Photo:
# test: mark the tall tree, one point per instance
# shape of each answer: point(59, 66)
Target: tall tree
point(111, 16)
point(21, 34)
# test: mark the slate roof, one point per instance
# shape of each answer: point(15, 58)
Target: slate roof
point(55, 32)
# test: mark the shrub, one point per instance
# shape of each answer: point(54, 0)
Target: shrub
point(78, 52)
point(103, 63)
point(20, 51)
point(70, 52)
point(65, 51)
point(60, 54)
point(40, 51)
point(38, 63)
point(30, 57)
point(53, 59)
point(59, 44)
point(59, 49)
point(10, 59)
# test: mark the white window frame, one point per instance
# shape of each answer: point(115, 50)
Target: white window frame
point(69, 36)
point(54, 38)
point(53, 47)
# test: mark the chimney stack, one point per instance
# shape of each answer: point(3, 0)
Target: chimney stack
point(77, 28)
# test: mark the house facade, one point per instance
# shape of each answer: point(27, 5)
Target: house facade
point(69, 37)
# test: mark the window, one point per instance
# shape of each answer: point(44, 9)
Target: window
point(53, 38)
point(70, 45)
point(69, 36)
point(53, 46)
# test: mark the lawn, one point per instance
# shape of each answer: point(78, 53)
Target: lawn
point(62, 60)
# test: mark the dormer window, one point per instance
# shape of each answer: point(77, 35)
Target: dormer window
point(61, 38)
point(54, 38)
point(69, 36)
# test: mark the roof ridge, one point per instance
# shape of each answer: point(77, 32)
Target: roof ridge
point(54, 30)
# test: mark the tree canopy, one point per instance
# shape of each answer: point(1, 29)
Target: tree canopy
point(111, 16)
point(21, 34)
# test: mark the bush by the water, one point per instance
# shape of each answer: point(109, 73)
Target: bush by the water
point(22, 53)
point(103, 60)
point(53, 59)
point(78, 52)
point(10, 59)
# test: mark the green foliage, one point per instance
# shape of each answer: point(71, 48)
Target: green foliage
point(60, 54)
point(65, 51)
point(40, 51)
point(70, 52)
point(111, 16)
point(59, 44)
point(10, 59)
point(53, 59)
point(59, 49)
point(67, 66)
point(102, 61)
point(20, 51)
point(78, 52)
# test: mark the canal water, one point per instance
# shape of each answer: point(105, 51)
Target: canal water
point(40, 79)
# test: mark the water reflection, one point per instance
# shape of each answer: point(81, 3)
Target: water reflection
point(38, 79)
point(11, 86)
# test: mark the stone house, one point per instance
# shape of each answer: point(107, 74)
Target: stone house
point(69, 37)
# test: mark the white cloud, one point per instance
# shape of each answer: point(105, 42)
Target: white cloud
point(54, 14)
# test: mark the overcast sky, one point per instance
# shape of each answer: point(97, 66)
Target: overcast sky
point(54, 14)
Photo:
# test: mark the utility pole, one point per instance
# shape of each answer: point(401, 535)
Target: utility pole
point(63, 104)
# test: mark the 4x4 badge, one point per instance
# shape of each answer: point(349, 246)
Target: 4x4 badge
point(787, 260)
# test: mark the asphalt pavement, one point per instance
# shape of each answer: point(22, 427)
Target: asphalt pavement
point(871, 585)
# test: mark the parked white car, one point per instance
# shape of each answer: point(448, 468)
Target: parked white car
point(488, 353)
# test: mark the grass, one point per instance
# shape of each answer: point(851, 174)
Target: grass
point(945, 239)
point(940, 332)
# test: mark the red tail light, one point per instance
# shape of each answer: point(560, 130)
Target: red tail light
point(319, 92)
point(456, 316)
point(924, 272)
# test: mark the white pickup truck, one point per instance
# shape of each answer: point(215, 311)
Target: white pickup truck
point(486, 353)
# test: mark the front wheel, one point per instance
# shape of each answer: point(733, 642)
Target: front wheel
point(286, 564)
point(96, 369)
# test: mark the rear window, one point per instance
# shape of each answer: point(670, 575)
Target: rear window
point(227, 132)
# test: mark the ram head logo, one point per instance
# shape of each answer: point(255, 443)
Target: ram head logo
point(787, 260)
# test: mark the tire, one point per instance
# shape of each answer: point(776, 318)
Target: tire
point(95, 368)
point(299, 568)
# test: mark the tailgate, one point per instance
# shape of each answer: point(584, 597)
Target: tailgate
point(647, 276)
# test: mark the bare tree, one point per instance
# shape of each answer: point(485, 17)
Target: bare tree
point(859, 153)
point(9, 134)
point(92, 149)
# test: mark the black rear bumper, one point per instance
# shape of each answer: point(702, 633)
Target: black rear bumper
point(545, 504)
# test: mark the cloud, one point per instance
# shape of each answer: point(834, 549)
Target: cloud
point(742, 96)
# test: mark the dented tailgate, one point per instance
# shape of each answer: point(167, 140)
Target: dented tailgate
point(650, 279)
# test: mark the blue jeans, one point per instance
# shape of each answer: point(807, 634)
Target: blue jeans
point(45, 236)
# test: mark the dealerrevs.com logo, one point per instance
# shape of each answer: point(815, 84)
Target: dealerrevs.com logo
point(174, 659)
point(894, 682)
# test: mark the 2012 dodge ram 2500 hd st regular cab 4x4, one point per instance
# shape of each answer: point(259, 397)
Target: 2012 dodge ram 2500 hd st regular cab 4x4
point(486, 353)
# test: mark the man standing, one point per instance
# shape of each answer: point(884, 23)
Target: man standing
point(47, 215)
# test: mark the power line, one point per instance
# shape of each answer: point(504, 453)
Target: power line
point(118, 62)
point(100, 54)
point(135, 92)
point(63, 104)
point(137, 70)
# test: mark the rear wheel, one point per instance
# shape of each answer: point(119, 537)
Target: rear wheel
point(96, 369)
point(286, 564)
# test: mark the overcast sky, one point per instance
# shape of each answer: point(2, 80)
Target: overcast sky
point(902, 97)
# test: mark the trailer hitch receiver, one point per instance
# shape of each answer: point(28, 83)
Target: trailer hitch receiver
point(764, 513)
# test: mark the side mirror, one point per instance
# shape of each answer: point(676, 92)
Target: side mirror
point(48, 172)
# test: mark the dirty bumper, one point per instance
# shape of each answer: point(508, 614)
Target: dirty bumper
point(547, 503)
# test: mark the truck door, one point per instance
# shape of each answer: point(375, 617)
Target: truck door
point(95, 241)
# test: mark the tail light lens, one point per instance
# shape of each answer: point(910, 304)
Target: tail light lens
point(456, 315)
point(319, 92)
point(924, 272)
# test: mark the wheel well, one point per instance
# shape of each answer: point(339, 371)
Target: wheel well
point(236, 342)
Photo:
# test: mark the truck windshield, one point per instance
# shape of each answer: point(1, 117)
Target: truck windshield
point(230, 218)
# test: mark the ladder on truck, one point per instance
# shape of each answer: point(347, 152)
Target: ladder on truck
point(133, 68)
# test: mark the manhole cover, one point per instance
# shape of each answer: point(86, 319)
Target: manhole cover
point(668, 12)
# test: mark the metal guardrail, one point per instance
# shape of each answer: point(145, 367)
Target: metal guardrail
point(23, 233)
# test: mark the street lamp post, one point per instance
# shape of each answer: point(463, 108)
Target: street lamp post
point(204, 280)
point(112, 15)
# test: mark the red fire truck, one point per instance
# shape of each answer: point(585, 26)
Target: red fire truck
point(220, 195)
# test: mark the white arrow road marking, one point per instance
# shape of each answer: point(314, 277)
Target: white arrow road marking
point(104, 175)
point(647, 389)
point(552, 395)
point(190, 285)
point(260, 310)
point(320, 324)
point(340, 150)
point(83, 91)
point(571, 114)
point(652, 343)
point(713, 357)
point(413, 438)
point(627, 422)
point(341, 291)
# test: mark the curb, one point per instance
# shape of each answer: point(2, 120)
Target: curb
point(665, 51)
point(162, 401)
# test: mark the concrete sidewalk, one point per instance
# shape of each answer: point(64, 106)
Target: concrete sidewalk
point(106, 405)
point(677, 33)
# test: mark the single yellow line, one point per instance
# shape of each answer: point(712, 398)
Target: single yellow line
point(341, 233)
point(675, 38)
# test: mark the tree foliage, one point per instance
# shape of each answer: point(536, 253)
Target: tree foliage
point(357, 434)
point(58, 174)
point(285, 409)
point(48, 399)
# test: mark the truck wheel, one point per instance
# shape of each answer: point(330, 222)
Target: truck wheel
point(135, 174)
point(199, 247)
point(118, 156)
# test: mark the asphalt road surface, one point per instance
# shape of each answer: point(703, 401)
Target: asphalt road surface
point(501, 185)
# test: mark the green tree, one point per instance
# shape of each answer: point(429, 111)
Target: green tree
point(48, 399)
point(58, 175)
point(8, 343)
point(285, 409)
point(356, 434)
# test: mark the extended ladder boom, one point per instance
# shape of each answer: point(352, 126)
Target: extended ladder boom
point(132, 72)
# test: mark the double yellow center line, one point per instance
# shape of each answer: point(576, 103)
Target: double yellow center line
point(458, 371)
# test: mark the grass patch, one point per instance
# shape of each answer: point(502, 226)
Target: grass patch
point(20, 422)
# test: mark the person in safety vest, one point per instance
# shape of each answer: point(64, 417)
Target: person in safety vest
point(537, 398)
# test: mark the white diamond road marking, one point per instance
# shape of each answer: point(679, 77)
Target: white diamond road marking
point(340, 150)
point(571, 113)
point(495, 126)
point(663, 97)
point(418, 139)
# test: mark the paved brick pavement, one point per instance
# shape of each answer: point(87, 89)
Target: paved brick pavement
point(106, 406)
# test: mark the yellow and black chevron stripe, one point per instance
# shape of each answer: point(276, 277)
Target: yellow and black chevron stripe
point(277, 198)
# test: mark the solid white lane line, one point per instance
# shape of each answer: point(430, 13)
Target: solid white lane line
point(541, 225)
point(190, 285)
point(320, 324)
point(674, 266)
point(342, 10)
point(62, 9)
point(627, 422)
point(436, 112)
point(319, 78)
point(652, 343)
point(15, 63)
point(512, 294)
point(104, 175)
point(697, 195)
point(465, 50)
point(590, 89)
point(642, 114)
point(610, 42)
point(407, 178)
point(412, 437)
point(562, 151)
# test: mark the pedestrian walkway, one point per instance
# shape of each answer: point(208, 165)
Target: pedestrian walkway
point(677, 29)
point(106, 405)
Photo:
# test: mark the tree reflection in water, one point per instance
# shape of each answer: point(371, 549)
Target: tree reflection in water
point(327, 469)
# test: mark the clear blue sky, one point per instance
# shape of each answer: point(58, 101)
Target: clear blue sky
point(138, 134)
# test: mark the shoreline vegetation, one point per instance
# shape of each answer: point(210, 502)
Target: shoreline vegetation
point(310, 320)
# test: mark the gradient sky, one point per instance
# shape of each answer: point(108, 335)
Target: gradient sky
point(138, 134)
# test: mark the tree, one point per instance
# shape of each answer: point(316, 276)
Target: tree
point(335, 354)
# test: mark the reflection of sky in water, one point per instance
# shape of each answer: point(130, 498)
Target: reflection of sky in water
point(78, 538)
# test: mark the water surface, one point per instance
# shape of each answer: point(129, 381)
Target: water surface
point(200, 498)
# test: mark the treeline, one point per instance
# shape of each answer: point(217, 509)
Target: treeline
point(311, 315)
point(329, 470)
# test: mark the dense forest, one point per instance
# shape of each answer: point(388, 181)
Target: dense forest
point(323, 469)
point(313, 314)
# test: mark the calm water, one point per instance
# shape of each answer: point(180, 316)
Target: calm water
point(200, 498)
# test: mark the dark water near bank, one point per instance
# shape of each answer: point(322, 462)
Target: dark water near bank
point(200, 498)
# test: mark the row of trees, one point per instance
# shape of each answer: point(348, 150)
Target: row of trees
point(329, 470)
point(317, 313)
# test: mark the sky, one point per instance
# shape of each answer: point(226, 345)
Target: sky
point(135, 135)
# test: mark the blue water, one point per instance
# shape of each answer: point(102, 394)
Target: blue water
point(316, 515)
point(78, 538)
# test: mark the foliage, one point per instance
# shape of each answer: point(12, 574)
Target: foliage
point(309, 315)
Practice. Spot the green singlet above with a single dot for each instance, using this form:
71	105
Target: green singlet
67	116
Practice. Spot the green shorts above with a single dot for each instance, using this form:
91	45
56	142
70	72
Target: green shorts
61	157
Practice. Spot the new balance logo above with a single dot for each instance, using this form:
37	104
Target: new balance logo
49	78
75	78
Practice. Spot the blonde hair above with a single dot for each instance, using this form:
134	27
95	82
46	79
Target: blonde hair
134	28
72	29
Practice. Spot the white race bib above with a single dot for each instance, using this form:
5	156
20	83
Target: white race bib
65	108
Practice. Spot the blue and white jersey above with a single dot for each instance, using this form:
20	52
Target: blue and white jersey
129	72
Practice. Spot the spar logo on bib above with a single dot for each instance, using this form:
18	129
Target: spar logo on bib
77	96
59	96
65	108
************
= Given exercise =
Recast the lines as a JSON list of strings, one string per line and with blank lines omitted, beginning at the line that contains "# test: mark the tree foliage, one" and stopping after the line that contains "point(132, 72)". Include both of those lines and no others.

= The response =
[
  "# test: mark the tree foliage, one point per instance",
  "# shape of each answer: point(536, 253)",
  "Target: tree foliage",
  "point(357, 434)",
  "point(58, 174)",
  "point(285, 409)",
  "point(48, 399)",
  "# test: mark the truck wheel, one point per instance",
  "# shape of each answer: point(330, 222)",
  "Target: truck wheel",
  "point(135, 174)",
  "point(199, 247)",
  "point(118, 156)",
  "# test: mark the asphalt road surface, one point per instance",
  "# shape of each answer: point(703, 401)",
  "Target: asphalt road surface",
  "point(501, 185)",
  "# test: mark the green tree, one point per instance",
  "# shape of each answer: point(429, 111)",
  "Target: green tree",
  "point(48, 399)",
  "point(58, 175)",
  "point(8, 343)",
  "point(285, 409)",
  "point(356, 434)",
  "# test: mark the extended ladder boom, one point per instance",
  "# shape of each answer: point(352, 126)",
  "Target: extended ladder boom",
  "point(132, 72)"
]